» **Stated goal**: Copy each line of the data below exactly, leaving out pictures.

--- BEGIN Records for this task ---

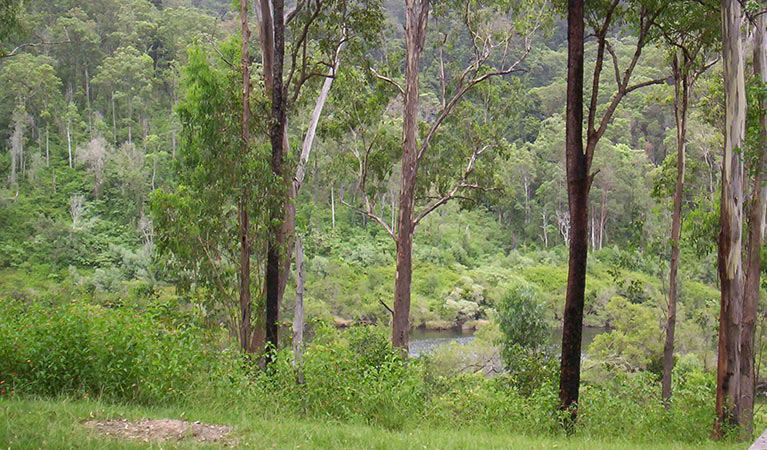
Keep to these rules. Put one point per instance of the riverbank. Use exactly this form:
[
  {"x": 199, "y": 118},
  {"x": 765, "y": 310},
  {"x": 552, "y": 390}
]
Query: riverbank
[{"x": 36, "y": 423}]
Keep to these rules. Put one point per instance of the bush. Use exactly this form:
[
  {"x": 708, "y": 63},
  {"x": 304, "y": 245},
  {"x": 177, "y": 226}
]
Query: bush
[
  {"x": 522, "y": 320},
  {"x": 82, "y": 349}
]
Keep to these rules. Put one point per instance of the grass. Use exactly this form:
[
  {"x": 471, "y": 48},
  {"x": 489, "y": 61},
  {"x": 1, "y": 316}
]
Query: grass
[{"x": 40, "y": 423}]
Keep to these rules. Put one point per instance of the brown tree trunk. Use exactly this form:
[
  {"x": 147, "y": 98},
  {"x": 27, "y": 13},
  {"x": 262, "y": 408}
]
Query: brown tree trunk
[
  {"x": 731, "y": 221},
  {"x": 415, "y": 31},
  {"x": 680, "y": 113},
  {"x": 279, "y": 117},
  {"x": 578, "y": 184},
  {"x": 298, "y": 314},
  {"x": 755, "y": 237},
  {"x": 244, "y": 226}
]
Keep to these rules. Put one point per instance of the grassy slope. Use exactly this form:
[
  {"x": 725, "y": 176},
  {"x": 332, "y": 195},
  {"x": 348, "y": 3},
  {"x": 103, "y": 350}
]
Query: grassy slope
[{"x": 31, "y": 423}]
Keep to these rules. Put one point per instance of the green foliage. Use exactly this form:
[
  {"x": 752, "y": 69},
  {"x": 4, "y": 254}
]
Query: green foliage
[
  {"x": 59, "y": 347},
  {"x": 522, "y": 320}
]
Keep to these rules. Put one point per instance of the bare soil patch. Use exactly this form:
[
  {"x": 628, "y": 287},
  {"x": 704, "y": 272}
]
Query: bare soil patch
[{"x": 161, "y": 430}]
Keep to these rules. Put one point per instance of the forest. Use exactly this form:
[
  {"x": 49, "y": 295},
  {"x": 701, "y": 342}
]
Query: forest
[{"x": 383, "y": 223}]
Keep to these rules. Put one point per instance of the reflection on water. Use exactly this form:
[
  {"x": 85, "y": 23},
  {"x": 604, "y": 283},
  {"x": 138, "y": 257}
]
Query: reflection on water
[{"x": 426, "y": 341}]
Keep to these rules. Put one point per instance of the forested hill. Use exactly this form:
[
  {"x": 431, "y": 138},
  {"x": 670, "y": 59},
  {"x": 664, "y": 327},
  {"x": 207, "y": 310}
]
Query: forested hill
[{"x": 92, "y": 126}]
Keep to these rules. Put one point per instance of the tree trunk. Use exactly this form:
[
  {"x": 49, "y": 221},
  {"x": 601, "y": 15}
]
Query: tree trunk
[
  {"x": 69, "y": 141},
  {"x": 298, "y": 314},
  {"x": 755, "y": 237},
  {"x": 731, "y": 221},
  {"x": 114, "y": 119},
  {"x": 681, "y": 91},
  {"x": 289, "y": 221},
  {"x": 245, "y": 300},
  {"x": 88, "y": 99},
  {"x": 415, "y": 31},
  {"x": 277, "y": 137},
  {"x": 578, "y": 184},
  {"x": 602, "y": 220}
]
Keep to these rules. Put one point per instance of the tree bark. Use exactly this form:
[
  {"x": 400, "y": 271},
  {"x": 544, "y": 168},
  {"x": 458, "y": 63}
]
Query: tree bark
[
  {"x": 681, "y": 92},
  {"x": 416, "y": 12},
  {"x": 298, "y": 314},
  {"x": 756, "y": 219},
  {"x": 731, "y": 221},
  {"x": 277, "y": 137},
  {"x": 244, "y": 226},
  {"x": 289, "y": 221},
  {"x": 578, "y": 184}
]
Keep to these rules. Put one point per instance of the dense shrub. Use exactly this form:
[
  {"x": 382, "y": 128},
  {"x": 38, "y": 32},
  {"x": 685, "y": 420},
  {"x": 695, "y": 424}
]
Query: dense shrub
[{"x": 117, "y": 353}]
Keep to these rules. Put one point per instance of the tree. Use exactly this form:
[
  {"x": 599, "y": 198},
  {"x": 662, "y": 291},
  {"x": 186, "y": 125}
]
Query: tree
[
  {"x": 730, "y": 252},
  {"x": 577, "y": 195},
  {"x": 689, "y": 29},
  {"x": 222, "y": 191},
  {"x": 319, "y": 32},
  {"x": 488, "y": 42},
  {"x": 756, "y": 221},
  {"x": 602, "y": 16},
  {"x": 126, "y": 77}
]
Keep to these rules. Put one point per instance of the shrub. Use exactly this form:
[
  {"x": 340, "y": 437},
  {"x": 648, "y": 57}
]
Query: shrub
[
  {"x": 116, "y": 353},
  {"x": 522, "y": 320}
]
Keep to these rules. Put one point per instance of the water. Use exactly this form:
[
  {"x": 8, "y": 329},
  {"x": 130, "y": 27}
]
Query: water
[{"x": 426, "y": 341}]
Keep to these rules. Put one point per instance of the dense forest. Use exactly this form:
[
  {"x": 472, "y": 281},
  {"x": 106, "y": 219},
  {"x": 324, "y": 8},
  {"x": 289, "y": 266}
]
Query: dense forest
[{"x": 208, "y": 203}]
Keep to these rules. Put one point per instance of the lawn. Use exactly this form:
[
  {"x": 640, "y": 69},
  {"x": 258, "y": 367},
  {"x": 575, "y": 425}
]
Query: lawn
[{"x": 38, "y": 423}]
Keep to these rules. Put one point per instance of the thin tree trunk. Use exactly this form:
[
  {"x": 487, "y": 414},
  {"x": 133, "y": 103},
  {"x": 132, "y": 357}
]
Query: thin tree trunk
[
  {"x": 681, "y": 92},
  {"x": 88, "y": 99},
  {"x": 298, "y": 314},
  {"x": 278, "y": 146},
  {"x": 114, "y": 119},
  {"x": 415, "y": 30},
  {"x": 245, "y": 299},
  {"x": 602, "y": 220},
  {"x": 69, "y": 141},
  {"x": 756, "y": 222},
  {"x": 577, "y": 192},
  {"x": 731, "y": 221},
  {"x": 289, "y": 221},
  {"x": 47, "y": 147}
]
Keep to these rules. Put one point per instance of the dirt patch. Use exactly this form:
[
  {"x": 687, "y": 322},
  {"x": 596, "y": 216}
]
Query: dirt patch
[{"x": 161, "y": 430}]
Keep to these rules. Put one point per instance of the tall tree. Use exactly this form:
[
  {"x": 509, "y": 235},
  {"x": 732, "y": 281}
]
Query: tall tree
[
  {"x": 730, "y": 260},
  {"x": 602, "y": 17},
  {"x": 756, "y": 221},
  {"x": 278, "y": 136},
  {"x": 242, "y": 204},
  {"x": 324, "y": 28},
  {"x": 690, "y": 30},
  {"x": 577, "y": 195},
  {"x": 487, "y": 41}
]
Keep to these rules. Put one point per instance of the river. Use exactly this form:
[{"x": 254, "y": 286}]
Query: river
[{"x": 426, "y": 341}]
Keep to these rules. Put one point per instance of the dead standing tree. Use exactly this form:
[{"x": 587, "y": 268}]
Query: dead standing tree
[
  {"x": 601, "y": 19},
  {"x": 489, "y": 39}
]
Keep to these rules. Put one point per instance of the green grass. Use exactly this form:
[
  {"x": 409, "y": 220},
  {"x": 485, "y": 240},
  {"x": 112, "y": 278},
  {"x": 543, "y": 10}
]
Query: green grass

--- END Records for this task ---

» **Result for this task**:
Keep to these rules. Put one point per instance of the riverbank. Use exactly this form:
[
  {"x": 199, "y": 118},
  {"x": 765, "y": 310},
  {"x": 552, "y": 390}
]
Query: riverbank
[{"x": 36, "y": 423}]
Keep to these rules. Put one point per instance of the bush. Use exactly this form:
[
  {"x": 708, "y": 63},
  {"x": 304, "y": 245},
  {"x": 177, "y": 226}
]
Query: bush
[
  {"x": 522, "y": 320},
  {"x": 82, "y": 349}
]
Keep to these rules. Put one point per instance of the grass. Use exactly this form:
[
  {"x": 471, "y": 48},
  {"x": 489, "y": 61},
  {"x": 1, "y": 316}
]
Query: grass
[{"x": 40, "y": 423}]
Keep to these rules. Put one point per instance of the brown tree trunk. Use exactly this form:
[
  {"x": 147, "y": 98},
  {"x": 27, "y": 13},
  {"x": 262, "y": 408}
]
Query: brown tree trunk
[
  {"x": 731, "y": 221},
  {"x": 415, "y": 31},
  {"x": 680, "y": 113},
  {"x": 279, "y": 117},
  {"x": 578, "y": 184},
  {"x": 298, "y": 314},
  {"x": 755, "y": 237},
  {"x": 244, "y": 226}
]
Keep to these rules. Put one point per instance of the grassy slope. Use exactly this form:
[
  {"x": 725, "y": 176},
  {"x": 332, "y": 195},
  {"x": 348, "y": 3},
  {"x": 103, "y": 350}
]
Query: grassy slope
[{"x": 31, "y": 423}]
Keep to these rules. Put one point per instance of the green foliage. Use exactly this form:
[
  {"x": 752, "y": 69},
  {"x": 4, "y": 254}
]
Query: green foliage
[
  {"x": 59, "y": 347},
  {"x": 522, "y": 320}
]
Keep to these rules. Put one point per instance of the bare soil patch. Use exactly this form:
[
  {"x": 628, "y": 287},
  {"x": 704, "y": 272}
]
Query: bare soil patch
[{"x": 161, "y": 430}]
Keep to these rules. Put one point per instance of the forest. Use exactly this form:
[
  {"x": 49, "y": 295},
  {"x": 701, "y": 342}
]
Query: forest
[{"x": 383, "y": 223}]
Keep to these rules. Put one point per instance of the reflection on water. Use exactly this form:
[
  {"x": 85, "y": 23},
  {"x": 604, "y": 283},
  {"x": 138, "y": 257}
]
Query: reflection on water
[{"x": 426, "y": 341}]
Keep to these rules. Put one point per instance of the forested hill. Use exactly this form:
[
  {"x": 431, "y": 138},
  {"x": 670, "y": 59},
  {"x": 664, "y": 327},
  {"x": 207, "y": 310}
]
Query: forested hill
[{"x": 92, "y": 126}]
Keep to these rules. Put one point per instance of the tree trunk. Use exactly this form:
[
  {"x": 49, "y": 221},
  {"x": 601, "y": 15}
]
Query: tree trunk
[
  {"x": 69, "y": 141},
  {"x": 298, "y": 314},
  {"x": 755, "y": 237},
  {"x": 731, "y": 221},
  {"x": 114, "y": 119},
  {"x": 681, "y": 91},
  {"x": 289, "y": 221},
  {"x": 245, "y": 300},
  {"x": 88, "y": 99},
  {"x": 415, "y": 31},
  {"x": 277, "y": 137},
  {"x": 578, "y": 184},
  {"x": 602, "y": 220}
]
Keep to these rules. Put one point per instance of the tree bark. Use exactly this form:
[
  {"x": 400, "y": 271},
  {"x": 544, "y": 168},
  {"x": 458, "y": 63}
]
Query: tree bark
[
  {"x": 681, "y": 92},
  {"x": 416, "y": 12},
  {"x": 298, "y": 314},
  {"x": 756, "y": 219},
  {"x": 731, "y": 221},
  {"x": 277, "y": 137},
  {"x": 244, "y": 226},
  {"x": 289, "y": 221},
  {"x": 578, "y": 184}
]
Keep to these rules. Put one point per instance of the dense shrub. Use exactly this form:
[
  {"x": 382, "y": 128},
  {"x": 38, "y": 32},
  {"x": 685, "y": 420},
  {"x": 695, "y": 424}
]
Query: dense shrub
[{"x": 117, "y": 353}]
Keep to these rules. Put one point per instance of the tree. Use exactly this form:
[
  {"x": 599, "y": 198},
  {"x": 662, "y": 291},
  {"x": 186, "y": 125}
]
Query: tree
[
  {"x": 730, "y": 252},
  {"x": 577, "y": 195},
  {"x": 689, "y": 29},
  {"x": 222, "y": 191},
  {"x": 319, "y": 32},
  {"x": 488, "y": 42},
  {"x": 756, "y": 221},
  {"x": 602, "y": 16},
  {"x": 126, "y": 77}
]
Keep to these rules. Put one point per instance of the shrub. Use exactly this form:
[
  {"x": 340, "y": 437},
  {"x": 648, "y": 57}
]
Query: shrub
[
  {"x": 116, "y": 353},
  {"x": 522, "y": 320}
]
Keep to these rules. Put one point per instance of the water. Use exactly this form:
[
  {"x": 8, "y": 329},
  {"x": 130, "y": 27}
]
Query: water
[{"x": 426, "y": 341}]
Keep to these rules. Put one point per instance of the dense forest. Use exactly this form:
[
  {"x": 472, "y": 281},
  {"x": 106, "y": 219},
  {"x": 324, "y": 8},
  {"x": 289, "y": 266}
]
Query: dense forest
[{"x": 208, "y": 203}]
Keep to these rules. Put one point per instance of the lawn. Use exactly this form:
[
  {"x": 640, "y": 69},
  {"x": 258, "y": 367},
  {"x": 575, "y": 425}
]
Query: lawn
[{"x": 38, "y": 423}]
Keep to these rules. Put one point per instance of the thin tree trunk. Use exactly this form:
[
  {"x": 487, "y": 414},
  {"x": 133, "y": 103},
  {"x": 132, "y": 357}
]
Query: thin tree trunk
[
  {"x": 681, "y": 92},
  {"x": 88, "y": 99},
  {"x": 298, "y": 314},
  {"x": 278, "y": 146},
  {"x": 114, "y": 119},
  {"x": 415, "y": 30},
  {"x": 245, "y": 299},
  {"x": 602, "y": 220},
  {"x": 69, "y": 141},
  {"x": 756, "y": 222},
  {"x": 577, "y": 192},
  {"x": 731, "y": 221},
  {"x": 289, "y": 221},
  {"x": 47, "y": 147}
]
Keep to these rules. Put one point per instance of the dirt patch. Use exactly this form:
[
  {"x": 687, "y": 322},
  {"x": 596, "y": 216}
]
Query: dirt patch
[{"x": 161, "y": 430}]
Keep to these rules. Put one point per instance of the tall tree. Use exactly this form:
[
  {"x": 509, "y": 235},
  {"x": 732, "y": 281}
]
Query: tall tree
[
  {"x": 730, "y": 260},
  {"x": 602, "y": 17},
  {"x": 756, "y": 221},
  {"x": 278, "y": 136},
  {"x": 242, "y": 204},
  {"x": 324, "y": 28},
  {"x": 690, "y": 30},
  {"x": 577, "y": 195},
  {"x": 487, "y": 41}
]
Keep to these rules. Put one point per instance of the river. Use exactly this form:
[{"x": 254, "y": 286}]
Query: river
[{"x": 426, "y": 341}]
Keep to these rules. Put one point per instance of the dead standing tree. Use exactly this form:
[{"x": 587, "y": 268}]
Query: dead standing tree
[
  {"x": 601, "y": 19},
  {"x": 489, "y": 39}
]
Keep to these rules. Put one point per instance of the green grass. Use exactly this form:
[
  {"x": 409, "y": 220},
  {"x": 485, "y": 240},
  {"x": 112, "y": 278},
  {"x": 543, "y": 10}
]
Query: green grass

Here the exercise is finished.